## What is expected
Extract each line below that contains the string "necklace".

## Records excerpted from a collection
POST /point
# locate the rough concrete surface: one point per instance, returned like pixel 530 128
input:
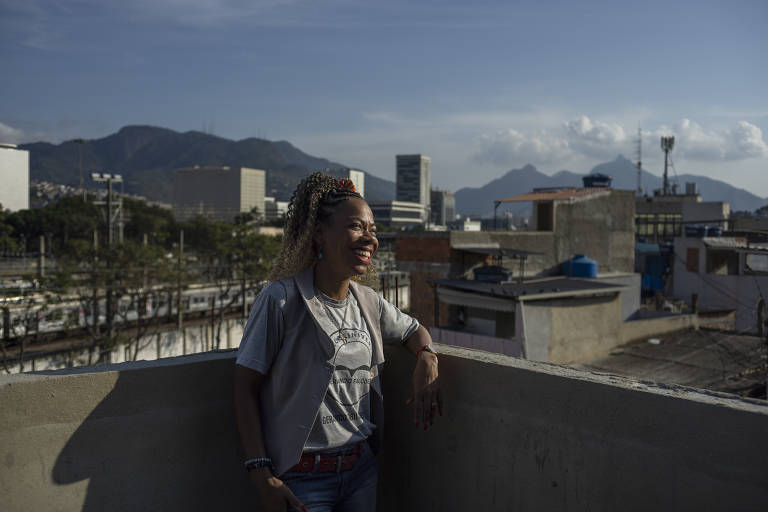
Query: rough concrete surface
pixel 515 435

--

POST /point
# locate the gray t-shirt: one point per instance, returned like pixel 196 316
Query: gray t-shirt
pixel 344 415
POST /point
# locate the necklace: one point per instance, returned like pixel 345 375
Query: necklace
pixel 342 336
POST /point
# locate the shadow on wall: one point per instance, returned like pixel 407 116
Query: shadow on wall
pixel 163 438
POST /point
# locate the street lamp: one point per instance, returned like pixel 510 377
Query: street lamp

## Written answer
# locate the necklace: one point per instance, returned like pixel 345 375
Query: necklace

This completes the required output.